◆ **Requirements**:
Copy the records below word for word, everything from the line containing "Where can you spot the parked" down to the line containing "column 415, row 79", with both of those lines included. Leave the pictures out of your copy.

◆ **Provided records**:
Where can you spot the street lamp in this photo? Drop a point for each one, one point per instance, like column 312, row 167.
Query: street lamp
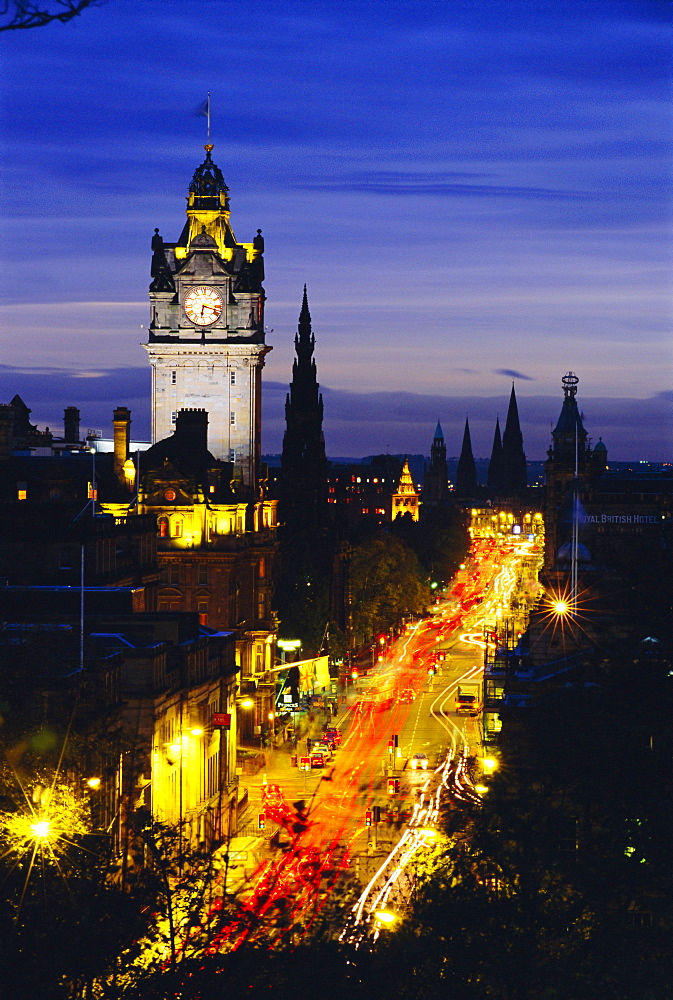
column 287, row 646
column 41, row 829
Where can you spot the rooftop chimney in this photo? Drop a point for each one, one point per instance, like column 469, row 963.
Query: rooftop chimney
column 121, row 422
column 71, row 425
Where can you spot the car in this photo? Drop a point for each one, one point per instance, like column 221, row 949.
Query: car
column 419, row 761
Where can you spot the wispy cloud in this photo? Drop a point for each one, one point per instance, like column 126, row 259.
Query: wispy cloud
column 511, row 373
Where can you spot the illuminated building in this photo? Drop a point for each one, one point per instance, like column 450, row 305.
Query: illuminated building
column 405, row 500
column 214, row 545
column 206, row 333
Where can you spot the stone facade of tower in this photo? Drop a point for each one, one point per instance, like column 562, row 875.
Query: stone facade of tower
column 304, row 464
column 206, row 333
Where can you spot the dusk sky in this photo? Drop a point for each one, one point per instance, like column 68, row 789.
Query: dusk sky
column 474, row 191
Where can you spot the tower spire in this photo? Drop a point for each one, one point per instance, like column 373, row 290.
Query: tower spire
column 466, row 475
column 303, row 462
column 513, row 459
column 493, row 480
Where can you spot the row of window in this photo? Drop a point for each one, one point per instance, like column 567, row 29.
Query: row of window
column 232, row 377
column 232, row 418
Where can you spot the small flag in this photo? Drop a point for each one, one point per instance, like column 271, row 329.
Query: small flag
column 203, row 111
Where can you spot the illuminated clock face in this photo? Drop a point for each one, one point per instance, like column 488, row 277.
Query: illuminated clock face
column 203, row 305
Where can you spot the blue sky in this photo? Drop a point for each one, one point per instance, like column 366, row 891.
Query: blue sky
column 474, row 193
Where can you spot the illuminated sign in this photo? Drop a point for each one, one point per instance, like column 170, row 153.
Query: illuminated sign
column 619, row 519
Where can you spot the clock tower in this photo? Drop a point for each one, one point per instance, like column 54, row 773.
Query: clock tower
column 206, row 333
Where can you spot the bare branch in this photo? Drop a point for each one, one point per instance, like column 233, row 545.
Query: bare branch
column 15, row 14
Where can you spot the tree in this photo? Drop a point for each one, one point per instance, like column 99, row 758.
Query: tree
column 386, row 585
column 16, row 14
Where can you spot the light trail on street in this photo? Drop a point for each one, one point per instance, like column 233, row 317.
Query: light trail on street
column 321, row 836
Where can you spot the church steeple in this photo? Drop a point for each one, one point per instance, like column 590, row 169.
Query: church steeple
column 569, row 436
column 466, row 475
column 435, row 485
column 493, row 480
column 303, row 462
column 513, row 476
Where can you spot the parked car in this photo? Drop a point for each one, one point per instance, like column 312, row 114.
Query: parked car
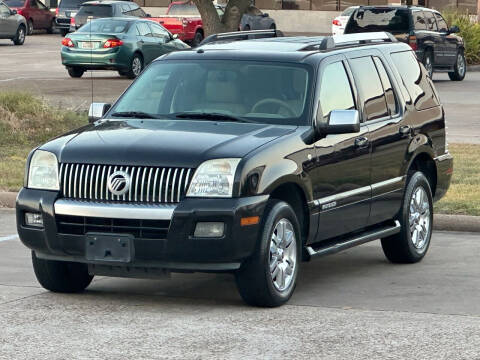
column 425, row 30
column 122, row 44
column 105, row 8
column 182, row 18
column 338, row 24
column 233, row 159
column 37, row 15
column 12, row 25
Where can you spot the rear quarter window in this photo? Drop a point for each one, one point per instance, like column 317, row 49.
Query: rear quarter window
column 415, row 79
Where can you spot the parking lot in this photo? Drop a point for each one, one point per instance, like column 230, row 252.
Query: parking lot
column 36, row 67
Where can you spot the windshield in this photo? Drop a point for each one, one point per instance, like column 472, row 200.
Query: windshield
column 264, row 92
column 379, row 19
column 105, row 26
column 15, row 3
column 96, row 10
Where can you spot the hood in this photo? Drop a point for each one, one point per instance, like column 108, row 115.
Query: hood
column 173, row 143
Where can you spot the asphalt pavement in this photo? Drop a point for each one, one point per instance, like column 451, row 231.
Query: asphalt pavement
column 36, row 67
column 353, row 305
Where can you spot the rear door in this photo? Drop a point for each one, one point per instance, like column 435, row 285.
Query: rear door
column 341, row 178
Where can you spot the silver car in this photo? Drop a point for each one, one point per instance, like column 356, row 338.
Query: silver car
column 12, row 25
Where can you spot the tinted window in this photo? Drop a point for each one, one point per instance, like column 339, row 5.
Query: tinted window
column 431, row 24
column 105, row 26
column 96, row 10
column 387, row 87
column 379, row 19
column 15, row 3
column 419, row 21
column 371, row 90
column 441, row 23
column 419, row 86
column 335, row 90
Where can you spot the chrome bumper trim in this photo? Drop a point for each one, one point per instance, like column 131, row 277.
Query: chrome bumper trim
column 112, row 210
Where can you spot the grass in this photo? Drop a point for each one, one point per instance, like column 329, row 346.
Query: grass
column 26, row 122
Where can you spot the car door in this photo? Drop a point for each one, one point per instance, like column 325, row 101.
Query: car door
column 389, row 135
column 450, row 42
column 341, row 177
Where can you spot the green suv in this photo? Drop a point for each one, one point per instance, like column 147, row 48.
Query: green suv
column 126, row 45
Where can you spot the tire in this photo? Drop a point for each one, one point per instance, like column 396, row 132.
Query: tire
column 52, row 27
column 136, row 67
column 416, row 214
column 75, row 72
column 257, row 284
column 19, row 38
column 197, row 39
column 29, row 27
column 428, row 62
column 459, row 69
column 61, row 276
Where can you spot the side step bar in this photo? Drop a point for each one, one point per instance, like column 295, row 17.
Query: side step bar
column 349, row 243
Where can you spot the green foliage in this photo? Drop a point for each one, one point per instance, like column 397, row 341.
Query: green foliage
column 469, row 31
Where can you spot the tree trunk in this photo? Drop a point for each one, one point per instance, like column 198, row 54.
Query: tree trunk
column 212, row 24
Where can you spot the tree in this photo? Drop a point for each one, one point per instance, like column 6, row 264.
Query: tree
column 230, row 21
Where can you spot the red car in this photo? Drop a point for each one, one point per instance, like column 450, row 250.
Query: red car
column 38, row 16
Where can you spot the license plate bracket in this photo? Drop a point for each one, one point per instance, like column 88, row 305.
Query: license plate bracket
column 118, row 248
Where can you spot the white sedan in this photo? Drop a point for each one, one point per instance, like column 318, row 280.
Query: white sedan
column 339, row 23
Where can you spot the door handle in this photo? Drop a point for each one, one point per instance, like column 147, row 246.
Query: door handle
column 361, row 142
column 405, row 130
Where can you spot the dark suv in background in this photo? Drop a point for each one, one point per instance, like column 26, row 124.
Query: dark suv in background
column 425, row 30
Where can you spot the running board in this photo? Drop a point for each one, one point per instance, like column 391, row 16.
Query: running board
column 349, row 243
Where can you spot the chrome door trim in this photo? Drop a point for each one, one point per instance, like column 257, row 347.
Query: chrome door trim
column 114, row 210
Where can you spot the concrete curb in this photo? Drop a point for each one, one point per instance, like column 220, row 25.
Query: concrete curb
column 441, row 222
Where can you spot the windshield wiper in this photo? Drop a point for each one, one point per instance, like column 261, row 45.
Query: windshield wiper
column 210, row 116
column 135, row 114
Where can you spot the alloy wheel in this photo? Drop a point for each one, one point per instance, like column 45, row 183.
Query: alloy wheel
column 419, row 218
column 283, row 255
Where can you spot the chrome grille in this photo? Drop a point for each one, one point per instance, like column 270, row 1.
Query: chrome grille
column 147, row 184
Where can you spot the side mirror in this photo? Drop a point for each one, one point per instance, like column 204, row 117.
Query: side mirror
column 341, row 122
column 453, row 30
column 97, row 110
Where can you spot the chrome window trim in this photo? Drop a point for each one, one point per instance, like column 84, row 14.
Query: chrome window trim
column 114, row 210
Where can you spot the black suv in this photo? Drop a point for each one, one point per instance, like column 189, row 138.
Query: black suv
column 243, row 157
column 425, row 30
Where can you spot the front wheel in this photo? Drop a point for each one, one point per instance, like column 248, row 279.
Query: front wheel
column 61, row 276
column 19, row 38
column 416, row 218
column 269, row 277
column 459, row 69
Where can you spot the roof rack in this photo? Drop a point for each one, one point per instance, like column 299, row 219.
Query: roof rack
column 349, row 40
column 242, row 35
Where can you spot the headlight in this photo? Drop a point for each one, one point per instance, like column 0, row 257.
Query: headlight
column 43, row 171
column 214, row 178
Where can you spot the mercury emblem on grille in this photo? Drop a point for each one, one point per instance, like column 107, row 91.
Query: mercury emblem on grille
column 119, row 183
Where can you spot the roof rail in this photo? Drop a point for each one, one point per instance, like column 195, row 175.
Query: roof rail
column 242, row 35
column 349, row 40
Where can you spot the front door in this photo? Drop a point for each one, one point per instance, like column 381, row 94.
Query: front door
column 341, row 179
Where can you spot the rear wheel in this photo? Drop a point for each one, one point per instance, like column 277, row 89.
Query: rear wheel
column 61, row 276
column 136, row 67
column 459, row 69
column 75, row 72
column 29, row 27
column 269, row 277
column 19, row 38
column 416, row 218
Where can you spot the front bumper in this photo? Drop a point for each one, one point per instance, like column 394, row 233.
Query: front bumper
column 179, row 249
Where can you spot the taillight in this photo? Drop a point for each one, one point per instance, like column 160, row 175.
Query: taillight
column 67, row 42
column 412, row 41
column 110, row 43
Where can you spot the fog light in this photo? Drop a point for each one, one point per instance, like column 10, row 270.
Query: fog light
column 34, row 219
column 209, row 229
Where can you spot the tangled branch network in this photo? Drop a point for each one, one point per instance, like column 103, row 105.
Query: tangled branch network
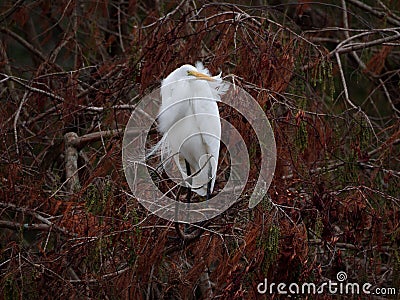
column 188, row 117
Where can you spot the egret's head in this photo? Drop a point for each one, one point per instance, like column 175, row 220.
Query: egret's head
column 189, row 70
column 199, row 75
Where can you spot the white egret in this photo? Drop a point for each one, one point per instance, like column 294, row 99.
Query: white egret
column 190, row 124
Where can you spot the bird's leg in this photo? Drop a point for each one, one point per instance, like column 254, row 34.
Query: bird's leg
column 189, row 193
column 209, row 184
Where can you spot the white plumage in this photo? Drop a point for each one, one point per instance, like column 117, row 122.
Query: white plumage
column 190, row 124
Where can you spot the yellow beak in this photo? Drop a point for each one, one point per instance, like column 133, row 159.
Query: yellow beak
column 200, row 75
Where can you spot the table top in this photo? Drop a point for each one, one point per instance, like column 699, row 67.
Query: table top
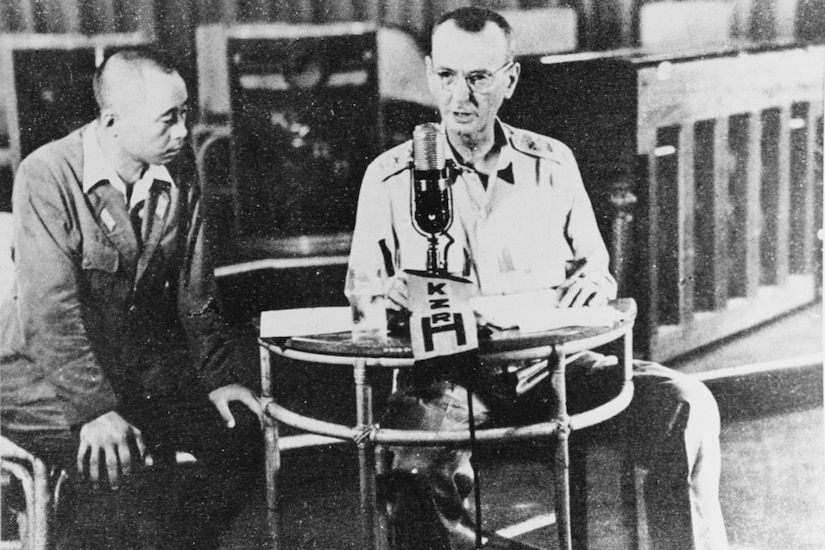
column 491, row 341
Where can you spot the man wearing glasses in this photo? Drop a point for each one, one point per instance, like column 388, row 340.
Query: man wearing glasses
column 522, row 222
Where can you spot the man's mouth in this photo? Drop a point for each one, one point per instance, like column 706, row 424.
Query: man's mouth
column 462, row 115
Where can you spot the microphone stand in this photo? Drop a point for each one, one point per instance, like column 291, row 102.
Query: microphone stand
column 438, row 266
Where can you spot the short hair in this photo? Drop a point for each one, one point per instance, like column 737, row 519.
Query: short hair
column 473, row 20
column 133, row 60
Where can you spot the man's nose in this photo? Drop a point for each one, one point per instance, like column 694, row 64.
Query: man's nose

◆ **Written answer**:
Where can you spot the parked car in this photo? Drop a point for each one, one point per instance, like column 312, row 114.
Query: parked car
column 425, row 30
column 122, row 44
column 105, row 8
column 182, row 18
column 338, row 24
column 233, row 159
column 37, row 15
column 12, row 25
Where can you spot the rear quarter window in this photo? Drop a point for each one, one point per instance, like column 317, row 49.
Query: rear quarter window
column 415, row 79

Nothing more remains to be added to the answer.